• [OBJECTIVES]
- a) List every person the passage about Trump and social networks refers to by name.
- b) In the passage about Trump and social networks, what did Fuentes host within a day of his reinstatement, before Twitter banned him again?
- c) From the passage about Trump and social networks, extract the words starting at "Trump is a drawcard" and ending at "worth to humanity.".

• [TEXT SEGMENT]
Simple. He makes them lots of money. Facebook is an advertising platform that makes money from user engagement. Nothing gets people frothing like the Florida Man. Even when he falls asleep mid-tweet. Covfefe.
Trump is a drawcard to social networks, whether the rational world likes it or not
Musk also reinstated white supremacist Nick Fuentes, who has joined Kanye West’s so-called presidential campaign as an adviser. Fuentes, a Holocaust denialist who once called Hitler “cool” and “awesome”, was spotted at Trump’s Mar-a-Lago resort in Florida, where the former president reportedly said of Fuentes: “He gets me.”
But within a day, after Fuentes hosted a Twitter Space in which he gushed about Hitler and Unabomber Ted Kaczynski, Twitter banned him again.
West, too, was quickly banned again after his antisemitic attacks. It seems that losing $2bn hasn’t hurt the rap star’s ability to continue proving his own lack of worth to humanity.

• [DATASET SECTION]
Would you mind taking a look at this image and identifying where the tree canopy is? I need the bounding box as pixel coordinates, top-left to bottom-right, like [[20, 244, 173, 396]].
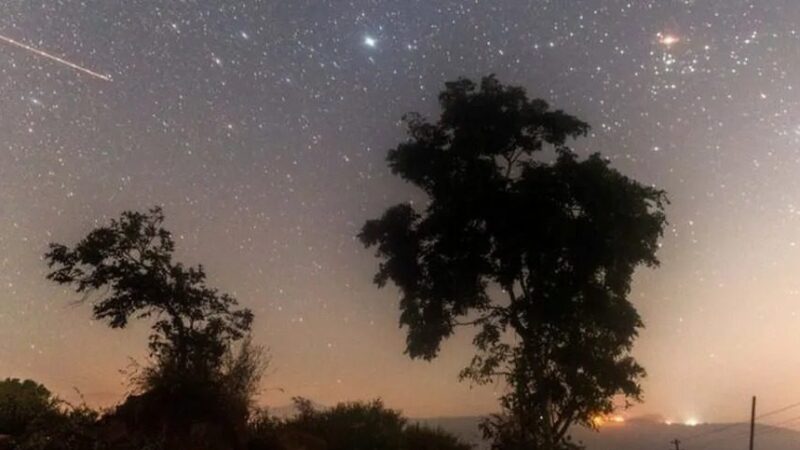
[[359, 77, 666, 450], [45, 207, 253, 380]]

• [WORKED ANSWERS]
- a) Trump, Musk, Nick Fuentes, Kanye West, Hitler, Ted Kaczynski

- b) A Twitter Space in which he gushed about Hitler and Unabomber Ted Kaczynski.

- c)
Trump is a drawcard to social networks, whether the rational world likes it or not
Musk also reinstated white supremacist Nick Fuentes, who has joined Kanye West’s so-called presidential campaign as an adviser. Fuentes, a Holocaust denialist who once called Hitler “cool” and “awesome”, was spotted at Trump’s Mar-a-Lago resort in Florida, where the former president reportedly said of Fuentes: “He gets me.”
But within a day, after Fuentes hosted a Twitter Space in which he gushed about Hitler and Unabomber Ted Kaczynski, Twitter banned him again.
West, too, was quickly banned again after his antisemitic attacks. It seems that losing $2bn hasn’t hurt the rap star’s ability to continue proving his own lack of worth to humanity.